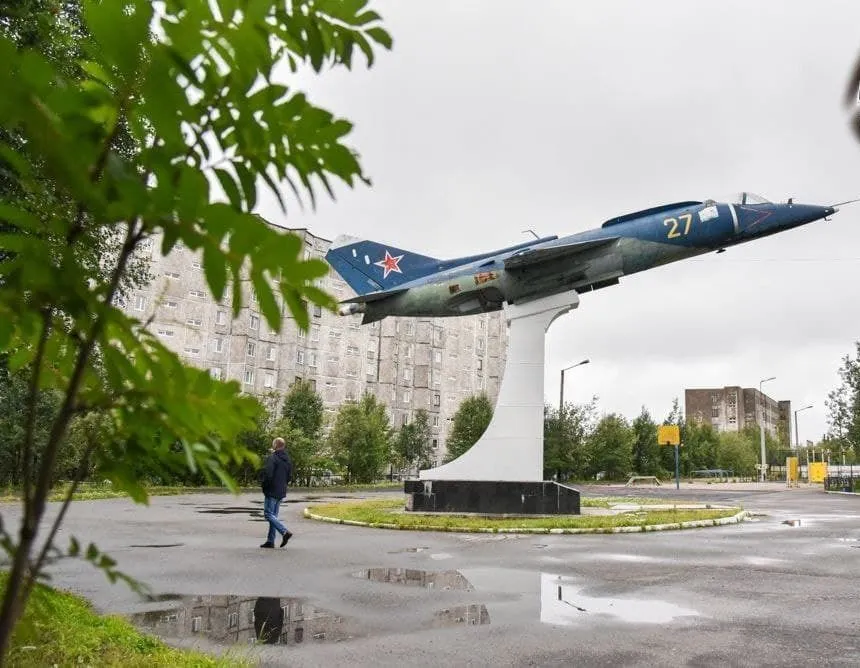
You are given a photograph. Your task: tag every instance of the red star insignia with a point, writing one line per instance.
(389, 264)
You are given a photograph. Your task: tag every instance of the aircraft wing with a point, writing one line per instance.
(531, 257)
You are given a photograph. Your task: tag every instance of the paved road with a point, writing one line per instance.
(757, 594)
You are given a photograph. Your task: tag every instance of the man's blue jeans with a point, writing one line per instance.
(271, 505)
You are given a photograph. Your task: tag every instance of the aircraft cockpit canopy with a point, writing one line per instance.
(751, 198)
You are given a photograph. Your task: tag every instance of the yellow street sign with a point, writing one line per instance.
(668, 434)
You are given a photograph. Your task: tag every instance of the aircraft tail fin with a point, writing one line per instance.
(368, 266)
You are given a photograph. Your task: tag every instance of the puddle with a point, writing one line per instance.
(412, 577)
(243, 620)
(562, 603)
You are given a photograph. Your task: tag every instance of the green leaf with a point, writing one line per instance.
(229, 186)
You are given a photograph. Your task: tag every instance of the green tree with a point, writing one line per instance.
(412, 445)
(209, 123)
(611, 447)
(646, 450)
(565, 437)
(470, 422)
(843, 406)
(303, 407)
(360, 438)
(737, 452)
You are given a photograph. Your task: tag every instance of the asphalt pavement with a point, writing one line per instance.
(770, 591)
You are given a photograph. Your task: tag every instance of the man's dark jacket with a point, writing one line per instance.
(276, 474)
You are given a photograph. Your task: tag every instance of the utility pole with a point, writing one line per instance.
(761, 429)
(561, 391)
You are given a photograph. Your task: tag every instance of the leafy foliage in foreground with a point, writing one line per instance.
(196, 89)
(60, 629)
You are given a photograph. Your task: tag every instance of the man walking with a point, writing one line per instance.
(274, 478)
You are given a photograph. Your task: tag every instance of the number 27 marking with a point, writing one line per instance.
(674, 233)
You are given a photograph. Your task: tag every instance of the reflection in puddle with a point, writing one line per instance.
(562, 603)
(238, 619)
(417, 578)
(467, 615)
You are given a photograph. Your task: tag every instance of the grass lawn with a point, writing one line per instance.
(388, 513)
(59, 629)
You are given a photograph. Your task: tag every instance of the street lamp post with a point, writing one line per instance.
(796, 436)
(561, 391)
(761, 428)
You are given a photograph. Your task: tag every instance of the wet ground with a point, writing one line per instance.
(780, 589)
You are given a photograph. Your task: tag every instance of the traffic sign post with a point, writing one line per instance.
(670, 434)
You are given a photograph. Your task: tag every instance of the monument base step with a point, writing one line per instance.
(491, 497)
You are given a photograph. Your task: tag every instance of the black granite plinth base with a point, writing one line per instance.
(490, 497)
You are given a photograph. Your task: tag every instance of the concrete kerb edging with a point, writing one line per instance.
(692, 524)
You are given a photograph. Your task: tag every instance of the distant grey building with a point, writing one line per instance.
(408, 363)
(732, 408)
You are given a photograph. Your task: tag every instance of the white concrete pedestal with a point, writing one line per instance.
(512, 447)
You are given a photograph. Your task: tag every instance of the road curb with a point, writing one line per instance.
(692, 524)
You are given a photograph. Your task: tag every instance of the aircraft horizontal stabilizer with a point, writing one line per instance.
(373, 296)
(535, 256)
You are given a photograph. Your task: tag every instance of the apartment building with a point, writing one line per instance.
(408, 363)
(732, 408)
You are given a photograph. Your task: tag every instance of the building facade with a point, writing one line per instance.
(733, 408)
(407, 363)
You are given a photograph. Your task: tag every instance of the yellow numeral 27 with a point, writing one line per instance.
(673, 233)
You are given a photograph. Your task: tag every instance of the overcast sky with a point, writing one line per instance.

──────

• _Task details_
In your copy of the records, include no pictures; repeat everything else exactly.

• _The solution_
You are given a photograph. Your task: tag every instance of the red star insignia with a point, writing one line per instance.
(389, 264)
You are given a photograph. Your task: tag every instance of the aircraft wing with a point, writing one line per instance.
(531, 257)
You are given a photograph. Your task: tag every instance of the paved road with a point, writing one line per instance.
(757, 594)
You are given a photograph. Your task: tag every instance of the man's blue jeans with a point, writing one line per instance.
(271, 505)
You are given a photograph. Your task: tag every instance of the aircraft cockpit canopy with a point, writing one line per instance.
(751, 198)
You are given a photograph. Your task: tag every instance of the yellow street sign with a point, writing one line per instance.
(668, 434)
You are given a photograph. Your task: tag every instance of the aircraft tail fin with a point, writing one line per instance.
(368, 266)
You are given a photograph. Your task: tag every instance of the puddle with a point, writing one line per instance.
(412, 577)
(243, 620)
(562, 603)
You are given a photograph. Your task: tag every instance of the green leaf with a point, writing one line per instance.
(229, 186)
You are given a photograph. Your task: tag every instance of the green tree with a point, writing one line per instance.
(412, 445)
(209, 123)
(611, 447)
(646, 450)
(565, 437)
(470, 422)
(843, 406)
(303, 407)
(360, 438)
(737, 452)
You are given a photograph. Your task: tag every instance of the asphalt pavement with a point, writing one line per instance.
(770, 591)
You are given a photograph. Your task: tag every instance of the man's dark jacket with a point, writing one line per instance.
(276, 474)
You are given a photograph. Your task: tag every instance of the utility pole with a point, writing one line per instance.
(761, 429)
(561, 391)
You are given a photograph. Your task: tag every instance of the leafy foliage in foreground with a point, writing one line per instance.
(196, 89)
(60, 629)
You are given a photograph. Your task: tag every instance of the man walking with a point, writing one line per instance.
(274, 478)
You are given a photograph. Your task: tag every instance of the number 27 marking with a point, writing one line per instance.
(674, 233)
You are given a photograph. Your task: tag every instance of the reflection in puddle with a point, writing one line per instance.
(562, 603)
(238, 619)
(417, 578)
(467, 615)
You are given a photograph. Your task: tag every instance of the grass lawn with a point, writing one line per instance.
(388, 513)
(59, 629)
You are given a photograph. Your task: tag every instance of the street lamp post with a point, writing one line per instance.
(796, 436)
(561, 391)
(761, 428)
You are given a photograph. Your task: tag every instance of the wet ground with a point, writing one line per instance.
(780, 589)
You are given a photograph. Your task: tag every instance of the traffic sign post with a point, writing one line per instance.
(670, 434)
You are given a photograph. Your task: tag every instance of the monument base step with a point, writing one line per instance.
(491, 497)
You are given a photograph. Your task: tag every instance of the black granite plinth base with a point, writing one line per instance.
(490, 497)
You are given a photograph. Your task: tag every instance of the concrete kerb edging with a point, writing one line per instance.
(692, 524)
You are given a photograph. Your task: tag every instance of the distant grey building with a point, writing one line per instance.
(408, 363)
(732, 408)
You are given a photograph. Your task: tag every instance of the white concrete pedestal with a point, writing one line per instance.
(512, 447)
You are given a photograph. Your task: tag every instance of the road curb with a point, writing one line per instance.
(692, 524)
You are given a photograph. Your task: tag every instance of the aircraft horizontal stabilizer with a point, writing one line per instance.
(373, 296)
(535, 256)
You are given a photograph. Your task: tag every instance of the apartment building with a point, writing one line per instance.
(408, 363)
(732, 408)
You are given a photograph. Your task: tag every instance of the building facade with a point, writing one line per instance.
(733, 408)
(407, 363)
You are given a photograph. Your task: tag every instance of the yellow numeral 27 with a point, writing one line per instance.
(673, 233)
You are given a photograph. Your task: tag every instance of the overcast sky with a point, writing one line per instance.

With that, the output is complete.